Work instructions = Transcribe the part of the passage on Sri Aurobindo in Pondicherry that begins at "Early next morning, April" and ends after "he reached Pondicherry.", keeping every word and mark unchanged.

Early next morning, April 1, SS Dupleix steamed out of Calcutta carrying Sri Aurobindo into the safety of the open seas and, four days later, on April 4, 1910, he reached Pondicherry.
🎍Calve Sankar Chettiar House 🎍
“..There also I remained in secrecy in the house of a prominent citizen until the acquittal, after which I announced my presence in French India…”
CWSA > Autobiographical Notes > The departure from Calcutta,1910 > Page 101
🕊 I am and will remain in Pondicherry’ 🕊
I shall be obliged if you will allow me to inform every one interested in my whereabouts through your journal that I am and will remain in Pondicherry. I left British India over a month before proceedings were taken against me and, as I had purposely retired here in order to pursue my Yogic sadhana undisturbed by political action or pursuit and had already severed connection with my political work, I did not feel called upon to surrender on the warrant for sedition, as might have been incumbent on me if I had remained in the political field. I have since lived here as a religious recluse, visited only by a few friends, French and Indian, but my whereabouts have been an open secret,.. I find myself now compelled, somewhat against my will, to give my presence here a wider publicity.

Entries provided =
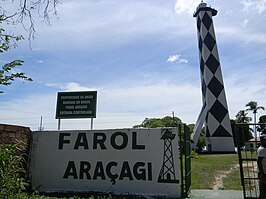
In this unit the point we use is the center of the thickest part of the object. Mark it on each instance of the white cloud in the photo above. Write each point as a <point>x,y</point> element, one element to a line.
<point>186,6</point>
<point>254,5</point>
<point>176,59</point>
<point>244,23</point>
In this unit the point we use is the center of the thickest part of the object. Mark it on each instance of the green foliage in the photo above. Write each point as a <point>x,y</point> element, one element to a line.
<point>7,72</point>
<point>12,169</point>
<point>262,126</point>
<point>159,122</point>
<point>241,117</point>
<point>253,106</point>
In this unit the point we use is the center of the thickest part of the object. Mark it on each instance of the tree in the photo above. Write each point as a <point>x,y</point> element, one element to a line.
<point>253,106</point>
<point>171,122</point>
<point>262,124</point>
<point>22,15</point>
<point>159,122</point>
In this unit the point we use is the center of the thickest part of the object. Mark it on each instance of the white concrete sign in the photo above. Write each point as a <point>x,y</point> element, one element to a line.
<point>120,161</point>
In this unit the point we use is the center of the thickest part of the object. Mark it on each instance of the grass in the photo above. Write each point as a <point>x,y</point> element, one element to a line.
<point>204,170</point>
<point>206,167</point>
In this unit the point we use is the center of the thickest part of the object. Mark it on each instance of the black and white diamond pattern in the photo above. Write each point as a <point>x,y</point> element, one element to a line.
<point>217,122</point>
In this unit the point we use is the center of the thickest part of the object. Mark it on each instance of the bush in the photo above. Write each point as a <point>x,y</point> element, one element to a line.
<point>12,169</point>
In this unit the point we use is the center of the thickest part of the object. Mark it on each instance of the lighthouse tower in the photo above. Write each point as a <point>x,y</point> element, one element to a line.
<point>214,112</point>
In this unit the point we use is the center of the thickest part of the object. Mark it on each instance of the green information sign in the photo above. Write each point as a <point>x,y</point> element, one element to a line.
<point>72,105</point>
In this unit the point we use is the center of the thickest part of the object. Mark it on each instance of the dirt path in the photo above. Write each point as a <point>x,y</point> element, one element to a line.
<point>218,184</point>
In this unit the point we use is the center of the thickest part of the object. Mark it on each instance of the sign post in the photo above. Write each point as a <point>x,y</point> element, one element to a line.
<point>73,105</point>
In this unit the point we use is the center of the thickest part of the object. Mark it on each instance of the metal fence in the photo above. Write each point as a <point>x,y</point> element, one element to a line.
<point>247,154</point>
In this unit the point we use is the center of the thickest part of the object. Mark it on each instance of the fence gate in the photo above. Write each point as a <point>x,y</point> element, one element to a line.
<point>185,161</point>
<point>247,154</point>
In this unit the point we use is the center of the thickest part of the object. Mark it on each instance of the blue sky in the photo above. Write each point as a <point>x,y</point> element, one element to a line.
<point>141,57</point>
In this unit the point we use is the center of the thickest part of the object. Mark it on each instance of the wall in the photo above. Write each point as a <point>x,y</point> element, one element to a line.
<point>10,133</point>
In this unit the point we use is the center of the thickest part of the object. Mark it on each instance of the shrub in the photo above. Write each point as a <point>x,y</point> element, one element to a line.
<point>12,169</point>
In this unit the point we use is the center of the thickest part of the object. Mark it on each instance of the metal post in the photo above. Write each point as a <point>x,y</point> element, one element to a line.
<point>59,124</point>
<point>91,123</point>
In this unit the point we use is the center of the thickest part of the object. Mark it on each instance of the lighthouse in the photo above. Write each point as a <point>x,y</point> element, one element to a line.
<point>214,113</point>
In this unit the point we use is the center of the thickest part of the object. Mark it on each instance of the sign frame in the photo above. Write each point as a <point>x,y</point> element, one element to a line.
<point>77,104</point>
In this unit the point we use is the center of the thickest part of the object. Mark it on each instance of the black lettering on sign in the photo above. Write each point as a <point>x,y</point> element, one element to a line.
<point>71,170</point>
<point>62,140</point>
<point>99,171</point>
<point>109,173</point>
<point>81,141</point>
<point>84,169</point>
<point>134,142</point>
<point>125,172</point>
<point>99,138</point>
<point>139,171</point>
<point>124,140</point>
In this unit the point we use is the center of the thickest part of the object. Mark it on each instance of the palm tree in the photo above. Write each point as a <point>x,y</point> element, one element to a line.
<point>253,106</point>
<point>241,117</point>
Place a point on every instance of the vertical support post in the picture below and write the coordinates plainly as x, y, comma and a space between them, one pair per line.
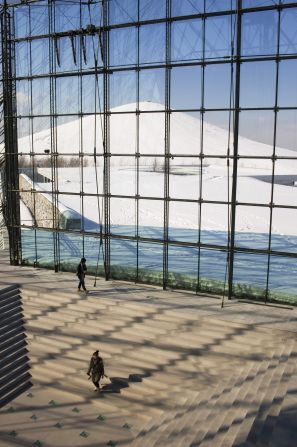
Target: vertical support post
106, 139
137, 154
167, 144
11, 201
235, 147
53, 124
273, 154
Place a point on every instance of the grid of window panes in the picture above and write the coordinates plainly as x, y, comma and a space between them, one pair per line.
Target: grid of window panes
156, 138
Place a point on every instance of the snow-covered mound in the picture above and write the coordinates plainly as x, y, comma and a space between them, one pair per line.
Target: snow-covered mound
185, 131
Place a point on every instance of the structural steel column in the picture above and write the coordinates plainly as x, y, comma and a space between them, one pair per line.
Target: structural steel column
106, 139
235, 148
11, 206
167, 144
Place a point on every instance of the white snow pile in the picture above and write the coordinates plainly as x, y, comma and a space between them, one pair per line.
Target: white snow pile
253, 183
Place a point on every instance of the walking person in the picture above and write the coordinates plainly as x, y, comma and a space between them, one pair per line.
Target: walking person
80, 273
96, 369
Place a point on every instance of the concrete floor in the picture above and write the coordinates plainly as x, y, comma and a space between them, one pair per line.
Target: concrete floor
209, 376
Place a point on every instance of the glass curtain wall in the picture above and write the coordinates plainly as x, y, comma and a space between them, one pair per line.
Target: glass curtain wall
157, 139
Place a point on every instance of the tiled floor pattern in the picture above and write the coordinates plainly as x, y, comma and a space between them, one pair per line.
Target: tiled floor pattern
209, 377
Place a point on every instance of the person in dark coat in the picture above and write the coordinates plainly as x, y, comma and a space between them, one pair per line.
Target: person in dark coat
96, 369
80, 273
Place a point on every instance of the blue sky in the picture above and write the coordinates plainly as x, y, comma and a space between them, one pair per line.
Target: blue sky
258, 79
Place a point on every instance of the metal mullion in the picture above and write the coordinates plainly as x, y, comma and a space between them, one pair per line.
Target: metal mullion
235, 149
31, 129
11, 201
273, 156
201, 155
81, 153
185, 63
203, 15
167, 146
137, 148
106, 141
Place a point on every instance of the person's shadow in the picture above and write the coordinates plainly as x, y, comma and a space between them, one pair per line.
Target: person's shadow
117, 383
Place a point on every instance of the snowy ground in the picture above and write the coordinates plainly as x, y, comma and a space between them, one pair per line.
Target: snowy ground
253, 186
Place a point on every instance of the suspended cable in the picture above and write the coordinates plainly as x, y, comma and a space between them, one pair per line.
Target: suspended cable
230, 119
97, 91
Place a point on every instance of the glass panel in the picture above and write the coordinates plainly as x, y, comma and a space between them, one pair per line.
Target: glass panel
218, 36
282, 279
123, 46
288, 37
21, 21
40, 56
123, 90
40, 96
257, 84
151, 218
65, 56
254, 181
123, 133
252, 227
283, 232
215, 180
122, 179
122, 216
286, 135
285, 182
152, 89
220, 5
92, 87
186, 7
68, 89
23, 128
186, 40
152, 43
151, 142
71, 212
123, 259
255, 3
181, 267
91, 135
184, 178
214, 224
71, 251
259, 33
250, 275
150, 262
45, 248
68, 136
28, 246
185, 134
186, 88
217, 86
152, 9
256, 129
94, 255
23, 98
69, 176
287, 85
183, 221
151, 178
89, 172
22, 53
212, 269
67, 18
216, 138
92, 216
122, 12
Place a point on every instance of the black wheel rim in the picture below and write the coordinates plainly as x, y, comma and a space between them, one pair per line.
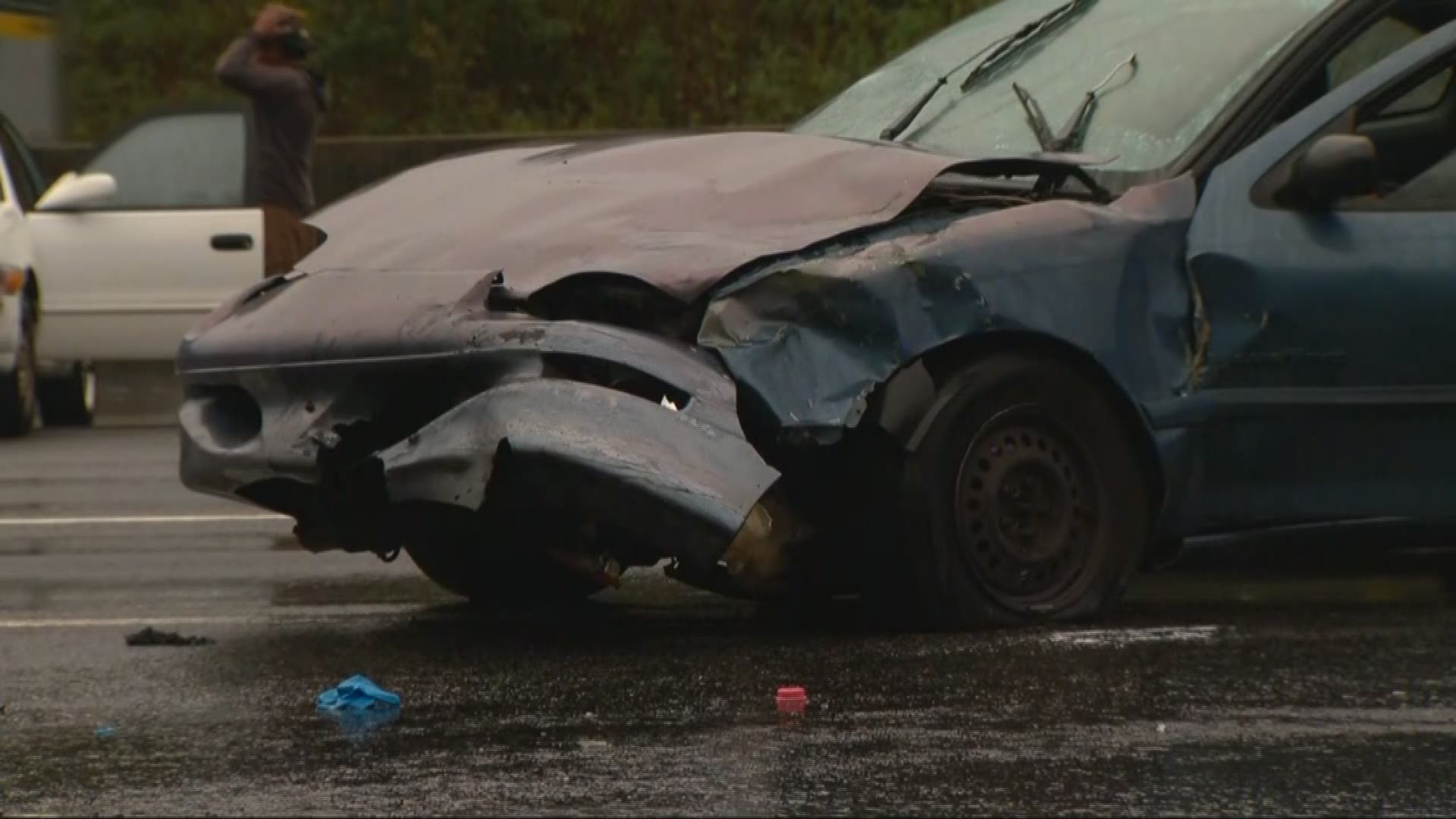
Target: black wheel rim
1027, 509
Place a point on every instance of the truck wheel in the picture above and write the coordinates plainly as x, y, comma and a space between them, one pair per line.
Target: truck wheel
1024, 500
71, 400
18, 388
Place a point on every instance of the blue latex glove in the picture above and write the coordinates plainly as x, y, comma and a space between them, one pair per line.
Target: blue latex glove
357, 692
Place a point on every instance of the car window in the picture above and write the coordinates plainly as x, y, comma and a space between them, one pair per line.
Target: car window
25, 171
19, 178
1376, 42
1416, 156
180, 161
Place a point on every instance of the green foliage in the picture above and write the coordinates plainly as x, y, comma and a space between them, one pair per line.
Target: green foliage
456, 66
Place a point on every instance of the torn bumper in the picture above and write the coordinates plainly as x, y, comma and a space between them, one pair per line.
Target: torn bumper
509, 420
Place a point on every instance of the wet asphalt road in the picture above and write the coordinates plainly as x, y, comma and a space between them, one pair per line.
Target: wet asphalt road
1232, 697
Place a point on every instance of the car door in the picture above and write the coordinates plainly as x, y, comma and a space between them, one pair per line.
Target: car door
1327, 385
126, 278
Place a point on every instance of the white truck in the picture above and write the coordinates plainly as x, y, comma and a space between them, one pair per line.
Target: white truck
114, 262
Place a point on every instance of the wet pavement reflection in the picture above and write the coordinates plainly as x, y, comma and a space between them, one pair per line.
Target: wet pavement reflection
661, 703
1269, 692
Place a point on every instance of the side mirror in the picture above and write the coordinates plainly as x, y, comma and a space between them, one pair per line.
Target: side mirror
72, 191
1334, 168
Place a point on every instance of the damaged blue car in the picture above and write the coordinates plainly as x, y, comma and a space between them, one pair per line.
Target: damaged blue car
1003, 321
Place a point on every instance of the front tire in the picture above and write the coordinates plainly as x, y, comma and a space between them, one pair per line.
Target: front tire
71, 400
19, 398
1024, 502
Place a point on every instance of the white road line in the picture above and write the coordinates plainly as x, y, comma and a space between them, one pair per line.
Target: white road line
137, 519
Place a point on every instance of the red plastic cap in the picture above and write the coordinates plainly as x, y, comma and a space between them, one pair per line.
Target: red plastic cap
792, 697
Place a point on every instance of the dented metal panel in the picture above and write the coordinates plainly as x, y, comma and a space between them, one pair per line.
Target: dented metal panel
816, 333
677, 213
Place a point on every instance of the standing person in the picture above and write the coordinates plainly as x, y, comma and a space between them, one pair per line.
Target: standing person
267, 64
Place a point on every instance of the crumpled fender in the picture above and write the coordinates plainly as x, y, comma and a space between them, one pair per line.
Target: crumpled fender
683, 484
816, 333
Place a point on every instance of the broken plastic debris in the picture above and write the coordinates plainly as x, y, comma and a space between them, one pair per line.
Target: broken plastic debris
153, 637
792, 700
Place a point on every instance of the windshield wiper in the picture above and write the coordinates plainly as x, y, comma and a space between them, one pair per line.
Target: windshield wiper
1075, 130
1002, 49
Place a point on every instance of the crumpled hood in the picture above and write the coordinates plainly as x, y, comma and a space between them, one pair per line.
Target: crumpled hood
679, 212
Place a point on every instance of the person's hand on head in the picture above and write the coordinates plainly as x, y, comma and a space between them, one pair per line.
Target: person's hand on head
275, 18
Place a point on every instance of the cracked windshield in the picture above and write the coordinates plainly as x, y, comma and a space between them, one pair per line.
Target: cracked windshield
1191, 58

Task answer =
Early next morning, April 1, SS Dupleix steamed out of Calcutta carrying Sri Aurobindo into the safety of the open seas and, four days later, on April 4, 1910, he reached Pondicherry.